> [TASK TO CARRY OUT] Rewrite the listing below with "one pair per instance" swapped for "one pair for each instance" and nothing else changed. Leave the pictures out of your answer.

Data entries:
══════

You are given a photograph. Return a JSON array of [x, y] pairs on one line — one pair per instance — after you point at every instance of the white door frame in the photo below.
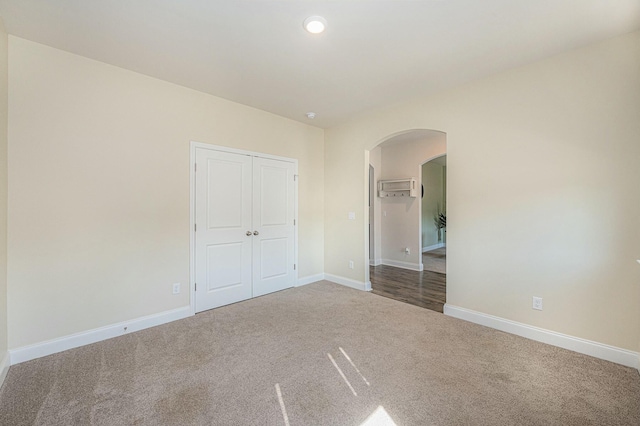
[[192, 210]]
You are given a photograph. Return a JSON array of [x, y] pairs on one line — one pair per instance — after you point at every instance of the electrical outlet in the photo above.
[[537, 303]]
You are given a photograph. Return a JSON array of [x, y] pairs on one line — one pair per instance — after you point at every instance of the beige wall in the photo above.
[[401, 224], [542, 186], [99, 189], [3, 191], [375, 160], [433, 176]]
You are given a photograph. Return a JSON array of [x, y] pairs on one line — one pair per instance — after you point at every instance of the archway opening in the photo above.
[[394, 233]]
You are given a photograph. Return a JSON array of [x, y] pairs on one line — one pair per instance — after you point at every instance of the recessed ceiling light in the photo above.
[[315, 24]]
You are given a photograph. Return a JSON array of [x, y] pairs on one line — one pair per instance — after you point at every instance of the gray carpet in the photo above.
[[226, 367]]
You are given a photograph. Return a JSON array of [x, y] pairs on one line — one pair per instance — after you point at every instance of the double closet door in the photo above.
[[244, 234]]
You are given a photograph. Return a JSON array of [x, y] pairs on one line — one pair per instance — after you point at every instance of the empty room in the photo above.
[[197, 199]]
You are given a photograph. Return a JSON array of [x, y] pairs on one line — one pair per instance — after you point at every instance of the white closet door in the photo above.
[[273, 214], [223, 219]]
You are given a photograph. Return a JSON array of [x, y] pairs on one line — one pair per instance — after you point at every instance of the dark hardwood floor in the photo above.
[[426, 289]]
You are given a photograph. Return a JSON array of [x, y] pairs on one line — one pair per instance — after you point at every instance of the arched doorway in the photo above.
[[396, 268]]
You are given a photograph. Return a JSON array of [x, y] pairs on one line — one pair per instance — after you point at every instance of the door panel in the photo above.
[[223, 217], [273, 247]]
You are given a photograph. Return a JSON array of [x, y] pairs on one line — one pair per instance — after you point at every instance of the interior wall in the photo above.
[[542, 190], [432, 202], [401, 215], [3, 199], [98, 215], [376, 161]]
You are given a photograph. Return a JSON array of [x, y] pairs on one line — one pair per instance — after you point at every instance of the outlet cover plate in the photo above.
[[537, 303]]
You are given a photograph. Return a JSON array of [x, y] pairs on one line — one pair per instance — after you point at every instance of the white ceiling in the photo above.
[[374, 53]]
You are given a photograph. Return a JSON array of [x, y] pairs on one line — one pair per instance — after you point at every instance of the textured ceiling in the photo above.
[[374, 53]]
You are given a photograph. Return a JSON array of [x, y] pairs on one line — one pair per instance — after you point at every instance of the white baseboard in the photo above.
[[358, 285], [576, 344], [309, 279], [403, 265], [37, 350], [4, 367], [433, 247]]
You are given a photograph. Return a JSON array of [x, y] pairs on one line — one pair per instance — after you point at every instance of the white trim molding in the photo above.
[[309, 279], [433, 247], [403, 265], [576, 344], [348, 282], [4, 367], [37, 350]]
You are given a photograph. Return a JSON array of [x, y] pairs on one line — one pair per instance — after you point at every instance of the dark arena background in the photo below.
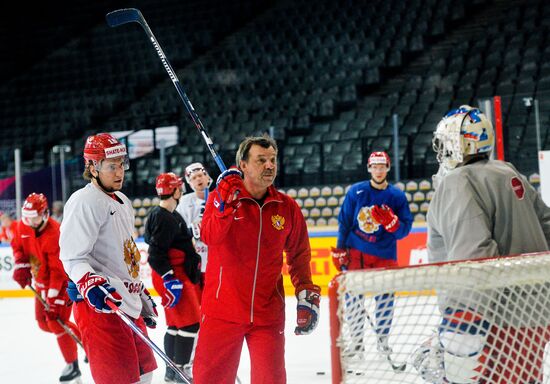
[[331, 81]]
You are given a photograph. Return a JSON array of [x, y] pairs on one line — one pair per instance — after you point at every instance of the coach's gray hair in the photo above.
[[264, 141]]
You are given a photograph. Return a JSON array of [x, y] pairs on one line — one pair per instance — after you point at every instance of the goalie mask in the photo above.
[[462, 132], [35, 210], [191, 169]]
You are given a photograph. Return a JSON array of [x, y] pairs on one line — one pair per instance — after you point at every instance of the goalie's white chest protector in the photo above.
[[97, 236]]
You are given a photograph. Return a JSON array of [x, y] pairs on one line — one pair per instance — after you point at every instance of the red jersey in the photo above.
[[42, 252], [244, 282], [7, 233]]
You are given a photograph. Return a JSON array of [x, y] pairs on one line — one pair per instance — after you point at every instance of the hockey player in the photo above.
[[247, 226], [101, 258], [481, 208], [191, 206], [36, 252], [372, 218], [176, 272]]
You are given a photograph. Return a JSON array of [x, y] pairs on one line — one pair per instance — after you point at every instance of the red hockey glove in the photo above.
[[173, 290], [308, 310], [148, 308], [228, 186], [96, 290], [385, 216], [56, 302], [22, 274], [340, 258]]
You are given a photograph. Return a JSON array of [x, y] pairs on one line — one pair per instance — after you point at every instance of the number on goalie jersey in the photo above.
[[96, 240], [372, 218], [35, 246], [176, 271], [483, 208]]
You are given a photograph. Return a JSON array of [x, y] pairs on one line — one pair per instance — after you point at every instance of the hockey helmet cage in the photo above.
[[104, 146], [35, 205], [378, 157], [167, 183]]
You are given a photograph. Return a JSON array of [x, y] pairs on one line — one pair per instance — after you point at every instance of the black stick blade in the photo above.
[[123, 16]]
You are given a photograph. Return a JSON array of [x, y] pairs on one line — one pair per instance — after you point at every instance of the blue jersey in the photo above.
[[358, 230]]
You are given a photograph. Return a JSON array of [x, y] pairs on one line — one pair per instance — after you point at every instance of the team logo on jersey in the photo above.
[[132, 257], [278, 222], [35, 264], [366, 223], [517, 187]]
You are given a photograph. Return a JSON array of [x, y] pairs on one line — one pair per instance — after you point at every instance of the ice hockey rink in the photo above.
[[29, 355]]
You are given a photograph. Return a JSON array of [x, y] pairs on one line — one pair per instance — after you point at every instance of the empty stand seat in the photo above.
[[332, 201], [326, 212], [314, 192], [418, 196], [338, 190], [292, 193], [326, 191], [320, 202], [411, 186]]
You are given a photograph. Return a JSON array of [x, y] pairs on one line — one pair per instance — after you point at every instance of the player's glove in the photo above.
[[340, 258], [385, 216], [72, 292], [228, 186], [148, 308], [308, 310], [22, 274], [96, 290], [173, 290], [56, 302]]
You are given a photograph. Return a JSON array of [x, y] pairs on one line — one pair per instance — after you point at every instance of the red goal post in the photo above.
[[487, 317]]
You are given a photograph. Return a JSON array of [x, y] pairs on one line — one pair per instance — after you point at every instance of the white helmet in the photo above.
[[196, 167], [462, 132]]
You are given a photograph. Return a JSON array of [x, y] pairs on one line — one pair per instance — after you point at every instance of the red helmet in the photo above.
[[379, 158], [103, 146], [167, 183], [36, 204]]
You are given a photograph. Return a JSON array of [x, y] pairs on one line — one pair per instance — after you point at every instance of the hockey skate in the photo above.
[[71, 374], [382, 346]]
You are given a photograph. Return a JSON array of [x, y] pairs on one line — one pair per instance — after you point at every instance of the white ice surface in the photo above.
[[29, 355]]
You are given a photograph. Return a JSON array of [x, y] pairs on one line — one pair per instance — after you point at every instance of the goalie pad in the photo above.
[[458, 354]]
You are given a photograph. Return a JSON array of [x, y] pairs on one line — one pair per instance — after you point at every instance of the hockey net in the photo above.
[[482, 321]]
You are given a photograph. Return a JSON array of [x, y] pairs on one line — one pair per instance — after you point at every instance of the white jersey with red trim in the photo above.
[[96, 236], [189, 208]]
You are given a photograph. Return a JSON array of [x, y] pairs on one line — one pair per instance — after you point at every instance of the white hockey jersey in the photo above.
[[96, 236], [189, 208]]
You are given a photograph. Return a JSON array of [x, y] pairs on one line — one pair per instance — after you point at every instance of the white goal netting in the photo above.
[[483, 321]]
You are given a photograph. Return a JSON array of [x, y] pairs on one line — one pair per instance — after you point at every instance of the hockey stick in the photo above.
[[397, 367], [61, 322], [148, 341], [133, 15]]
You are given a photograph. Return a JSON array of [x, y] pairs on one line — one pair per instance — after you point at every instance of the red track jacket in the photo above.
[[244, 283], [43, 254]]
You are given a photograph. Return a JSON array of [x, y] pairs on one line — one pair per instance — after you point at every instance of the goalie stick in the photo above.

══════

> [SOLUTION TO THE EXERCISE]
You are given a photograph. Return a JSON array of [x, y] pairs on one line — one pair for each instance — after you point at every instance of the white door frame in the photo below.
[[192, 210]]
You are given a photograph. Return a JSON array of [x, y] pairs on one line — one pair for each instance — after you point at every instance of the electrical outlet in the photo above.
[[537, 303]]
You are given a photograph. Return a JSON array of [x, y] pairs on one line — one pair for each instance — after you point at every instance of the beige wall in the photo above.
[[401, 224], [542, 186], [99, 189], [3, 191], [375, 160], [433, 176]]
You are given a photograph. Return a JSON array of [x, y] pairs on one line — one pair for each instance — after you point at every instance of the archway opening in the photo above.
[[394, 233]]
You are given a photograph. Return a JSON array of [x, y] pairs on one line — one pair for each instance — after you point at every instance of the recessed ceiling light in the photo above.
[[315, 24]]
You are given a photograph. Return a JSON array of [x, y] pairs on one line — one pair for each instance — after you point at every instance of the gray carpet in the photo above.
[[226, 367]]
You are given a photograph. Return a JSON array of [x, y] pairs on one line — one pair for each instance — after you point at every instance of the double closet door in the photo above.
[[244, 234]]
You are given a photograph. Return a JSON array of [x, y] pairs on one line — one pair for each instance — after you point at every instance of the empty room in the photo above.
[[197, 199]]
You are given a photograph. Return a JSON array of [x, y] pairs on one line — one pair for each instance — after you point at every instance of the white closet door in the photo above.
[[273, 214], [223, 219]]
You are given a photograph. Return a JSON array of [x, y] pairs on one line — one pair for each instance — after you point at every instance of the dark hardwood floor in the photo above.
[[426, 289]]
You are given a photograph. Return a JSON array of [x, y] pairs on one line — one pair for each instance — after you point at every instance of the arched doorway in the photo above.
[[396, 268]]
You are given a photograph. Return a JSON array of [x, y] pairs on one line — one pair for each instance — after you point at every instance of the door panel in the photo above.
[[223, 217], [273, 247]]
You are given a photograph. Return a JSON array of [x, y] pairs on one line — one pair for each instance — after you point at every instance of the interior wall in the photo above.
[[542, 190], [432, 202], [401, 215], [3, 199], [98, 215], [376, 161]]
You are given a photograph. Return a JSON array of [x, y] pairs on one line — one pair for each instance — after you point at every instance of the outlet cover plate in the photo above.
[[537, 303]]
You are given a photograph. Return a JSON array of [x, y] pairs on one line — one pair for each instance — after you point at every instance of the white ceiling in the photo above.
[[374, 53]]
You are given a photograph. Return a JSON array of [x, y] pairs on one line — one pair for each instance — after you point at every instance of the textured ceiling in the photo above.
[[374, 53]]
You are given a photograph. Return a JSON array of [x, y] pairs on one line — one pair for each instance — after you point at every instance of the white baseboard in the photo above.
[[358, 285], [576, 344], [309, 279], [403, 265], [37, 350], [4, 367], [433, 247]]
You are given a photograph. Return a JSON array of [x, y] pairs on one line — one pair for each instance — after you point at every instance of the white trim molding in the photo above.
[[309, 279], [433, 247], [403, 265], [576, 344], [348, 282], [4, 367], [37, 350]]
You are given a photograph. Return a JSON array of [x, y] pairs on one line — one pair for each instance — after you point at every instance of the dark arena background in the photo below.
[[331, 81]]
You are given a photograph. Return a JSON array of [x, y] pairs on one line — one pair for each instance — after you point at every instance of the coach's gray hair in the photo above.
[[264, 141]]
You are given a photograph. Return a JSON array of [x, y] pairs on one line — one pair for each instance — after you point at every instance of the goalie mask in the photo above.
[[462, 132], [35, 210], [191, 169]]
You are given a photograph. Return a JSON array of [x, y] pairs on one line — one pair for each instance — after you point at every instance of the goalie's white chest protector in the photo above.
[[97, 236]]
You are given a photograph. Return a JSON array of [x, y] pairs on one line — one pair for each instance — after you point at every instance of the red jersey in the photo above.
[[42, 252], [244, 282], [7, 233]]
You are given a photograph. Return a JSON array of [x, y] pairs on one line — one pair for each instance — after you point at every instance of the hockey player in the photo above.
[[247, 226], [101, 258], [481, 208], [191, 206], [36, 252], [372, 218], [176, 272]]
You are given a photograph. Return a JSON array of [x, y] pairs on one line — one pair for each instance — after you point at every instance of the red hockey glove in the photo above.
[[173, 290], [308, 310], [148, 308], [228, 186], [96, 290], [385, 216], [56, 302], [22, 274], [340, 258]]
You are given a photograph. Return a JSON array of [x, y] pairs on one line — one pair for each instance — after you point at every instance of the number on goalie jersey in the photo above.
[[96, 240], [372, 218], [35, 246], [176, 271], [483, 208]]
You are given a photograph. Return a JSON array of [x, y] pairs on one line — one pair for each instance — after you point at every instance of the hockey helmet cage in the photo above.
[[104, 146], [35, 205], [378, 157], [167, 183]]
You are given a photograph. Return a JSON array of [x, y] pairs on one line — one pair for each instance — after you point at every instance of the black stick blade in the photo above.
[[123, 16]]
You are given a photograph. Return a JSON array of [x, y] pairs on one line — one pair for each instance — after you point at every instance of the blue jersey in the photo above.
[[358, 230]]
You are given a photograph. Return a JSON array of [x, y] pairs on one line — one pair for each instance — after you point at every instance of the team logo on jersey in the photo above.
[[132, 257], [278, 222], [35, 264], [366, 223], [517, 187]]
You are given a photograph. Return a JSON array of [x, y] pairs on one line — one pair for each instance — after you point at every instance of the ice hockey rink in the photo above.
[[29, 355]]
You are given a photograph. Return a JSON array of [x, y] pairs on one line — one pair for each instance — after you point at every instance of the empty stand seat in the photo above.
[[332, 201], [326, 212], [314, 192], [418, 196], [338, 190], [292, 193], [326, 191], [320, 202], [411, 186]]
You are given a photograph. Return a JSON array of [x, y] pairs on one line — one pair for each instance — after you point at every instance of the player's glove in the photo above.
[[340, 258], [385, 216], [72, 292], [228, 186], [148, 308], [308, 310], [22, 274], [96, 290], [173, 290], [56, 302]]
You are given a photograph. Return a JSON array of [x, y] pairs on one line — one pair for each instance — after you point at every instance of the red goal post in the photo above.
[[487, 317]]
You are given a photograph. Return a JSON array of [x, y] pairs on one line — one pair for each instance — after you point at every instance of the white helmet in the photo above.
[[196, 167], [462, 132]]
You are given a photograph. Return a JSON array of [x, y] pairs on one line — one pair for each instance — after you point at every instance of the red helmet in the photo above.
[[379, 158], [103, 146], [167, 183], [36, 204]]
You are given a photograph. Return a JSON array of [x, y] pairs on one line — one pair for each instance — after you point at every instance of the hockey skate in the photo above.
[[71, 374], [382, 346]]
You are given a photograph. Return a JSON array of [x, y] pairs on one line — one pair for each instance — after you point at every instance of the white ice surface in the photo above.
[[29, 355]]
You are given a photograph. Return a JSON array of [x, y] pairs on one line — one pair for each instance — after you point at every instance of the goalie pad in the photo above.
[[458, 354]]
You are given a photograph. Return a JSON array of [x, y] pairs on one line — one pair for each instance — after you point at every instance of the hockey net in the photo above.
[[482, 321]]
You are given a photograph. Return a JSON array of [x, y] pairs on one line — one pair for each instance — after you point at every instance of the white jersey with red trim in the photo above.
[[96, 236], [189, 208]]
You are given a photograph. Return a JSON array of [x, y] pairs on one line — one pair for each instance — after you point at every instance of the white hockey jersey in the photo above.
[[96, 236], [189, 208]]
You are given a photograph. Return a JSON array of [x, y] pairs on one line — one pair for each instance — after you point at every instance of the white goal netting in the photo above.
[[483, 321]]
You are given a photograph. Return a JSON array of [x, y] pairs on one line — one pair for each instance — after you point at every instance of the hockey stick in the photo above.
[[397, 367], [61, 322], [148, 341], [133, 15]]
You are given a photograph. Return a JSON array of [x, y] pairs on one line — one pair for each instance — after you point at every instance of the red track jacket in the photo above.
[[244, 283], [43, 254]]
You are given a photograph. Return a JSON array of [x, y] pairs on one line — one pair for each instance — after you point at every instance of the goalie stick in the photo above.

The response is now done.